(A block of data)
━━━━━━━━━━

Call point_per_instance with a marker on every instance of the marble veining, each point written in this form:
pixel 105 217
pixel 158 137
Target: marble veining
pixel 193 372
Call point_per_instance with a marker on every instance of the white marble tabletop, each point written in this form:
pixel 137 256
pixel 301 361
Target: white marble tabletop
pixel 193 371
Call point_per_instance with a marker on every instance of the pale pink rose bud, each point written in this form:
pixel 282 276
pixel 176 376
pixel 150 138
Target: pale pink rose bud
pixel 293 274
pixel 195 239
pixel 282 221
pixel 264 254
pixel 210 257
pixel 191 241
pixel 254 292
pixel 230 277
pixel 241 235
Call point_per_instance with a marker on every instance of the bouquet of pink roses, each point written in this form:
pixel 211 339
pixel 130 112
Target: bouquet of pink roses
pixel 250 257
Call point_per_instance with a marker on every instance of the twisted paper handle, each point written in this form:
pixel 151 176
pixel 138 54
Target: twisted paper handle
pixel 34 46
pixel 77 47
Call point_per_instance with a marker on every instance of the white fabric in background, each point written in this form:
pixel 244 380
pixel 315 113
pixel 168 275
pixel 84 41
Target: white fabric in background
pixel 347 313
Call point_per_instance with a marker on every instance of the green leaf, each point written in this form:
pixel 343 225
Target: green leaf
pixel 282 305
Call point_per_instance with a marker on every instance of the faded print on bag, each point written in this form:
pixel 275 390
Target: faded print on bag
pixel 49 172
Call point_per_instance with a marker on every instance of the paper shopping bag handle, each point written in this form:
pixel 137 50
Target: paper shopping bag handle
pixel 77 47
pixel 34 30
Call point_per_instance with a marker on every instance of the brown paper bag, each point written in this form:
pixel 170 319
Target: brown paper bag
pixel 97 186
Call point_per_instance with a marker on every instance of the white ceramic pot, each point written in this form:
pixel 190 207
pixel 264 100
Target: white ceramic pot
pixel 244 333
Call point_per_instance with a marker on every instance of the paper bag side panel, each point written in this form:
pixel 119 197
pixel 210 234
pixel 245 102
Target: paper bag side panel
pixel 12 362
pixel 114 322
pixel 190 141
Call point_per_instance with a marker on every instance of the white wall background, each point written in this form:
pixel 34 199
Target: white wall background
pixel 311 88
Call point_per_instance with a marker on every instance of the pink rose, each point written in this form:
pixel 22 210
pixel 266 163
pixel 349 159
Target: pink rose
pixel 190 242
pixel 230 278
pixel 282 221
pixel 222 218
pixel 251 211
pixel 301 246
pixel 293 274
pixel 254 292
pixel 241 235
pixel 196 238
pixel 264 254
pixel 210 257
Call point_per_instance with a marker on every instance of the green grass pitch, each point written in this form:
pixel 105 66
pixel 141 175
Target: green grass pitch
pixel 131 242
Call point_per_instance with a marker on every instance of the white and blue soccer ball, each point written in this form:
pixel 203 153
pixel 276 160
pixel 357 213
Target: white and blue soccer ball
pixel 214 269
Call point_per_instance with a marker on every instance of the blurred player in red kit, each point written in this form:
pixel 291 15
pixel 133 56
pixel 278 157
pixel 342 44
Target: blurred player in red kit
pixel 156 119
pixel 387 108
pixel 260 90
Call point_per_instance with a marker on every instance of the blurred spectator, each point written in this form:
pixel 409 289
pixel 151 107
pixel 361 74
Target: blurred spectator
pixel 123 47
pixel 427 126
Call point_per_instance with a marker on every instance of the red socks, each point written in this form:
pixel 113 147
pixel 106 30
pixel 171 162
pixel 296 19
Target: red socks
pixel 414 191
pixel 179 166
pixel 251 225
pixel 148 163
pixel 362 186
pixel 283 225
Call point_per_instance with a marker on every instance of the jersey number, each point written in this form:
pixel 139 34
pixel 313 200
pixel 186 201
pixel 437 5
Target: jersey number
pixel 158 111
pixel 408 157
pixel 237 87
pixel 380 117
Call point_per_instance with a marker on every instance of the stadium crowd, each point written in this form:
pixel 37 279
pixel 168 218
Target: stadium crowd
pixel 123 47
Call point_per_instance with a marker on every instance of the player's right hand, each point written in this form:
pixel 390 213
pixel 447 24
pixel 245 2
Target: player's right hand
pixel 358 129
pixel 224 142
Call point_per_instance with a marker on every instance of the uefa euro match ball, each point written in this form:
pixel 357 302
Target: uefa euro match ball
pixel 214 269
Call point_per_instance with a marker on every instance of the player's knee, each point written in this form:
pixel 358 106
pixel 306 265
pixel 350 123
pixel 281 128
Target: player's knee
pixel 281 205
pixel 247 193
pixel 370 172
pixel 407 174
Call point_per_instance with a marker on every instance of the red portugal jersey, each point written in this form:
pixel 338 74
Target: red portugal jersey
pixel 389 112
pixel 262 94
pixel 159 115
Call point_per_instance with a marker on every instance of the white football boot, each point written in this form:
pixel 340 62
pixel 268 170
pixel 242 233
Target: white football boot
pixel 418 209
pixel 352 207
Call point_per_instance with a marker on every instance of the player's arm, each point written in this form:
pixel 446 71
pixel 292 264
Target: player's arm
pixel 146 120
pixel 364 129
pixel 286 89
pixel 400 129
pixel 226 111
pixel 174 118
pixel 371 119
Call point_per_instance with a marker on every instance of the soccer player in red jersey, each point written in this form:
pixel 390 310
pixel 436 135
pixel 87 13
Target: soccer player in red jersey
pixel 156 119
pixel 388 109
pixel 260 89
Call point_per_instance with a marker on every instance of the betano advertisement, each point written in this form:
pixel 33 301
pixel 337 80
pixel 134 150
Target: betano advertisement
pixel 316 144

━━━━━━━━━━

Stated goal: Update the items above by replacing "marker" with "pin" wherever it occurs, keeping everything else unchanged.

Written solution:
Call point_per_instance with a pin on every instance of the marble veining, each point written in this form:
pixel 105 217
pixel 158 137
Target: marble veining
pixel 193 372
Call point_per_instance with a pin on every instance of the white marble tabletop, each point written in this form:
pixel 137 256
pixel 301 361
Target: white marble tabletop
pixel 193 371
Call point_per_instance with a pin on every instance of the pale pink rose bud, each point written in this form:
pixel 282 276
pixel 176 376
pixel 150 138
Target: pale pink rose bud
pixel 293 274
pixel 195 239
pixel 282 221
pixel 264 254
pixel 210 257
pixel 191 241
pixel 254 292
pixel 230 277
pixel 241 235
Call point_per_instance with a pin on every instance of the bouquet of pink roses, each point written in this form:
pixel 211 339
pixel 130 112
Target: bouquet of pink roses
pixel 250 257
Call point_per_instance with a pin on every instance of the twisted paper handle, each point written in this form:
pixel 151 176
pixel 138 54
Target: twisted paper handle
pixel 34 46
pixel 77 47
Call point_per_instance with a pin on every instance of the white fabric in background, each point written in this form:
pixel 244 380
pixel 315 113
pixel 168 275
pixel 84 41
Target: white fabric in background
pixel 347 313
Call point_per_instance with a pin on every instance of the green leaf, each point written in this form:
pixel 343 225
Target: green leaf
pixel 282 305
Call point_per_instance with a pin on every instance of the faded print on bag, each point written in this form:
pixel 275 390
Target: faded print on bag
pixel 49 172
Call point_per_instance with a pin on every instance of the paper shopping bag handle, each point written in this form:
pixel 137 50
Target: paper shopping bag handle
pixel 77 47
pixel 34 30
Call point_per_instance with a pin on every instance of the brown paper bag, each point written in this form:
pixel 170 319
Target: brown paper bag
pixel 97 186
Call point_per_instance with a pin on every instance of the white ceramic pot, each point written in this form:
pixel 190 207
pixel 264 100
Target: white ceramic pot
pixel 244 333
Call point_per_instance with a pin on every instance of the paper bag side panel, each point written in this form:
pixel 119 197
pixel 210 234
pixel 245 102
Target: paper bag side panel
pixel 12 362
pixel 114 322
pixel 190 141
Call point_per_instance with a pin on every instance of the white wall background, each point written in this form:
pixel 34 199
Target: white wall background
pixel 311 88
Call point_per_instance with a pin on every instance of the pink rose, each point written in this form:
pixel 22 210
pixel 266 163
pixel 349 159
Target: pink rose
pixel 190 242
pixel 230 278
pixel 282 221
pixel 222 218
pixel 251 211
pixel 301 246
pixel 293 274
pixel 254 292
pixel 241 235
pixel 196 238
pixel 264 254
pixel 210 257
Call point_per_instance with a pin on every instance of the green grass pitch, each point written in this form:
pixel 105 66
pixel 141 175
Target: green grass pitch
pixel 131 242
Call point_per_instance with a pin on every instance of the white and blue soccer ball, each point written in this form:
pixel 203 153
pixel 276 160
pixel 357 213
Target: white and blue soccer ball
pixel 214 269
Call point_per_instance with a pin on every instance of the blurred player in red kit, each point written in this form:
pixel 291 15
pixel 133 56
pixel 278 157
pixel 342 44
Target: blurred player in red kit
pixel 156 119
pixel 387 108
pixel 260 90
Call point_per_instance with a pin on every instance of the blurred spectator, each point written in this form:
pixel 409 289
pixel 151 107
pixel 361 74
Target: blurred spectator
pixel 123 47
pixel 427 126
Call point_per_instance with a pin on every instance of the red socks, each point written in this form:
pixel 113 147
pixel 106 30
pixel 171 162
pixel 296 19
Target: red socks
pixel 414 191
pixel 179 166
pixel 251 225
pixel 148 163
pixel 362 186
pixel 283 225
Call point_per_instance with a pin on every instance of the jersey number, each point written in this form:
pixel 139 34
pixel 313 200
pixel 186 201
pixel 437 5
Target: jersey number
pixel 158 111
pixel 408 157
pixel 237 87
pixel 380 117
Call point_per_instance with a pin on every instance of the stadium crowd, each point written in this form:
pixel 37 279
pixel 168 218
Target: stadium crowd
pixel 123 47
Call point_per_instance with a pin on every instance of the player's right hand, each point written in this form:
pixel 390 213
pixel 447 24
pixel 245 2
Target: player's right hand
pixel 358 129
pixel 224 142
Call point_per_instance with a pin on every instance of the uefa euro match ball, each point written in this form:
pixel 357 302
Target: uefa euro match ball
pixel 214 269
Call point_per_instance with a pin on every instance of the player's knee, each point written in this form:
pixel 358 106
pixel 306 265
pixel 350 123
pixel 281 128
Target: player's knee
pixel 281 205
pixel 247 193
pixel 370 172
pixel 407 174
Call point_per_instance with a pin on every instance of the red portugal jersey, each point written in this form:
pixel 338 74
Target: red portugal jersey
pixel 389 112
pixel 262 94
pixel 159 115
Call point_per_instance with a pin on every instance of the white football boot, each point written in this form:
pixel 340 62
pixel 268 170
pixel 242 233
Target: white football boot
pixel 418 209
pixel 352 207
Call point_per_instance with a pin on every instance of the player's arm, each point written in this form:
pixel 446 71
pixel 292 264
Target: player's arm
pixel 146 120
pixel 364 129
pixel 286 89
pixel 400 129
pixel 226 111
pixel 174 118
pixel 371 119
Call point_per_instance with a pin on every instance of the soccer player in red jersey, each point written in this form:
pixel 390 310
pixel 436 135
pixel 87 13
Target: soccer player in red jersey
pixel 156 119
pixel 388 109
pixel 260 89
Call point_per_instance with a pin on every instance of the betano advertisement, each point written in this form:
pixel 33 301
pixel 337 80
pixel 134 150
Target: betano advertisement
pixel 316 144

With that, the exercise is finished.